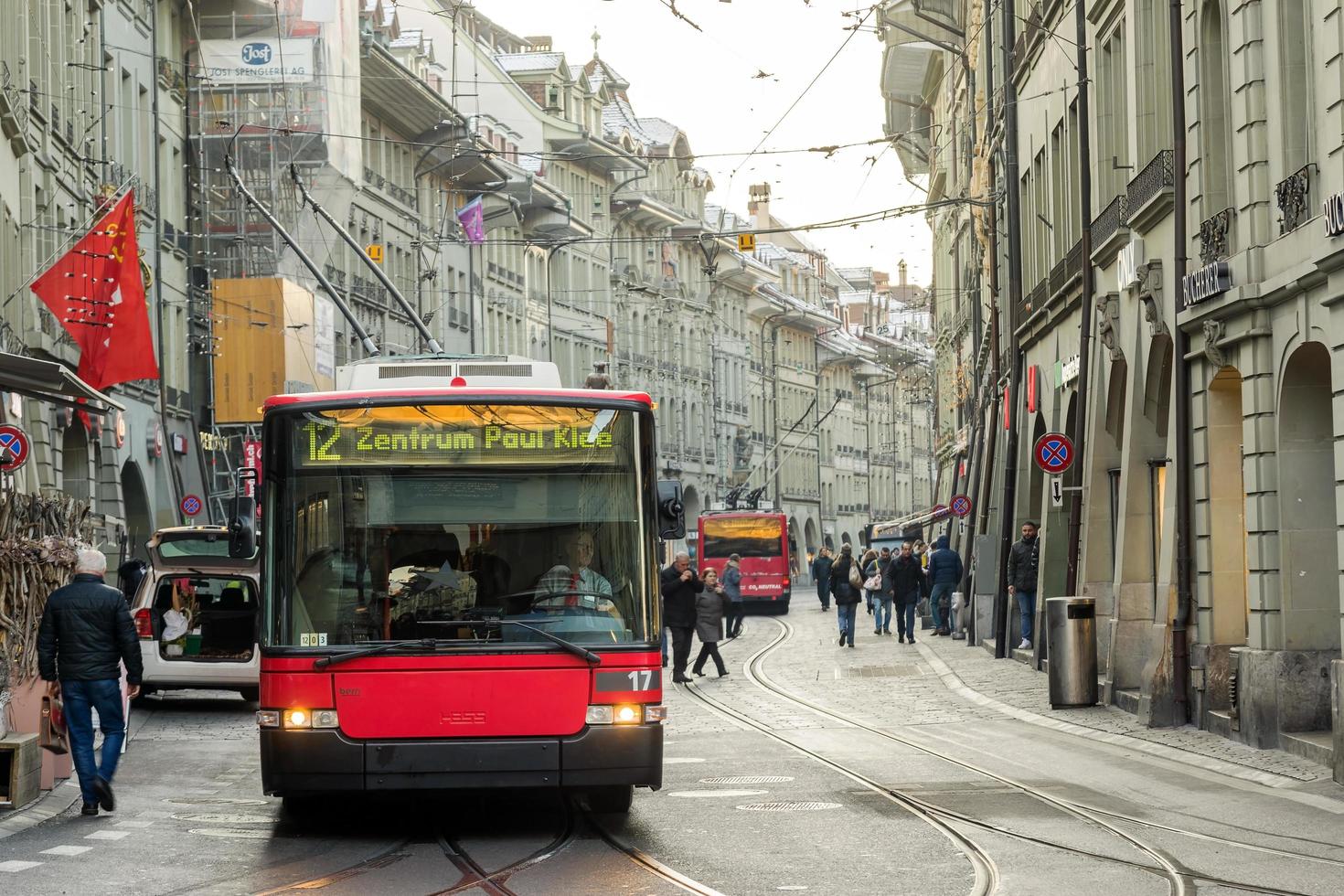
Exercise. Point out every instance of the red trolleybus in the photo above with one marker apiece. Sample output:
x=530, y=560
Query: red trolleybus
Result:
x=761, y=539
x=459, y=584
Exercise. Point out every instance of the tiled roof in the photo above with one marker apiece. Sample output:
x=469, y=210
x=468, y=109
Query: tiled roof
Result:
x=661, y=132
x=617, y=117
x=529, y=60
x=600, y=71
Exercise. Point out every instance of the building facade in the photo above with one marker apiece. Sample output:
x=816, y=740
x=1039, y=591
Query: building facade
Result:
x=1247, y=285
x=94, y=105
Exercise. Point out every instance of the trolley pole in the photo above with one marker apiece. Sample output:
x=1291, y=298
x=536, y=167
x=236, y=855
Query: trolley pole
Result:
x=1075, y=501
x=1009, y=496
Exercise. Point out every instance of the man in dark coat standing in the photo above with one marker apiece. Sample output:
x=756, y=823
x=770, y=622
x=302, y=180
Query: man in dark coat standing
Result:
x=680, y=586
x=86, y=635
x=821, y=575
x=1023, y=564
x=944, y=577
x=906, y=584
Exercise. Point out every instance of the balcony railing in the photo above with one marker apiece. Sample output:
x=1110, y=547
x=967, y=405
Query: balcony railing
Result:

● ● ●

* INSTRUCTIONS TO FOLLOW:
Rewrite only the lines between the one holding "Exercise. Point out every instance of the building" and the one holding "x=1009, y=496", inclusive, changing "trolley pole" to "power pole" and leaving everything else the same.

* THE OUTPUT:
Exercise. Point out every instance of the building facade in the photo above with one marker apiece. Sample output:
x=816, y=740
x=1039, y=591
Query: building facade
Result:
x=1247, y=285
x=94, y=105
Exercise. Point out every instance of the power pole in the photo above with one marker apiece. Sample output:
x=1291, y=298
x=536, y=167
x=236, y=855
Query: power pole
Result:
x=1075, y=501
x=1009, y=496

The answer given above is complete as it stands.